Data items:
* Start *
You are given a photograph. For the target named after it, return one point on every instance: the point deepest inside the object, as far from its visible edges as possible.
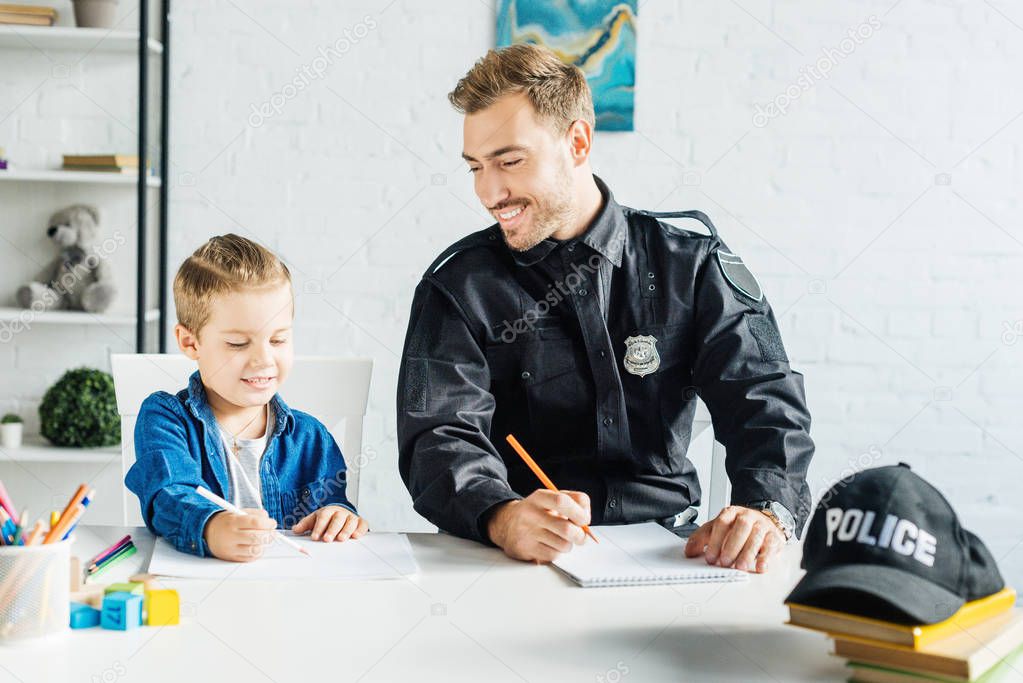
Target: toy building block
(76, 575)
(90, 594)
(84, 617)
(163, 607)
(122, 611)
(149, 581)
* End *
* Start *
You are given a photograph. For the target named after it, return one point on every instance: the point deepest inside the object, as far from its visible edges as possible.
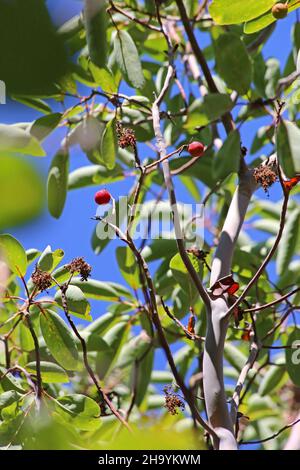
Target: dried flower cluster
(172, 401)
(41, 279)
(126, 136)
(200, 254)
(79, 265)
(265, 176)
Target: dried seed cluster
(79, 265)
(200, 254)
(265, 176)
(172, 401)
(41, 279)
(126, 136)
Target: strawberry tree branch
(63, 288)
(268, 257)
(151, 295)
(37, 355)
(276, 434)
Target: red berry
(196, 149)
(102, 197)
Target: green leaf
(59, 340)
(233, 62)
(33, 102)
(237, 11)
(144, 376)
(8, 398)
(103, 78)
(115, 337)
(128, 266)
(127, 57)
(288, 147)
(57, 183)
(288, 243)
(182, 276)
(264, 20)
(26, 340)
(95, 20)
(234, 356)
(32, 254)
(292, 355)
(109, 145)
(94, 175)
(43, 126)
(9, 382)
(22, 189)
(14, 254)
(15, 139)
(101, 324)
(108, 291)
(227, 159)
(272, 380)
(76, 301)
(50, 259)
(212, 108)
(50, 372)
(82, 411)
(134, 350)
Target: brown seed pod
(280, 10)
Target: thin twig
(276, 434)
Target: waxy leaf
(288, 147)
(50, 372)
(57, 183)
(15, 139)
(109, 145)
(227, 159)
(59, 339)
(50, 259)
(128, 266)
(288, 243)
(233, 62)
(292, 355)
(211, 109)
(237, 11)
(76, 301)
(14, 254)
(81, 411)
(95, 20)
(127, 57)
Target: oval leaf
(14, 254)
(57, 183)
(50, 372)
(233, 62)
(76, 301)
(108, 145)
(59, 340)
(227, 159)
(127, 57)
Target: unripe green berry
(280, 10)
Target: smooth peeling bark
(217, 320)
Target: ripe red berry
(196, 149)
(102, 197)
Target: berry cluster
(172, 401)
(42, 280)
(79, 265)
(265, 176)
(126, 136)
* End *
WORK TO BE COMPLETED:
How many lines in the Data items above contain the word "leaf"? Reply with the number alone.

EXPECTED ANSWER:
3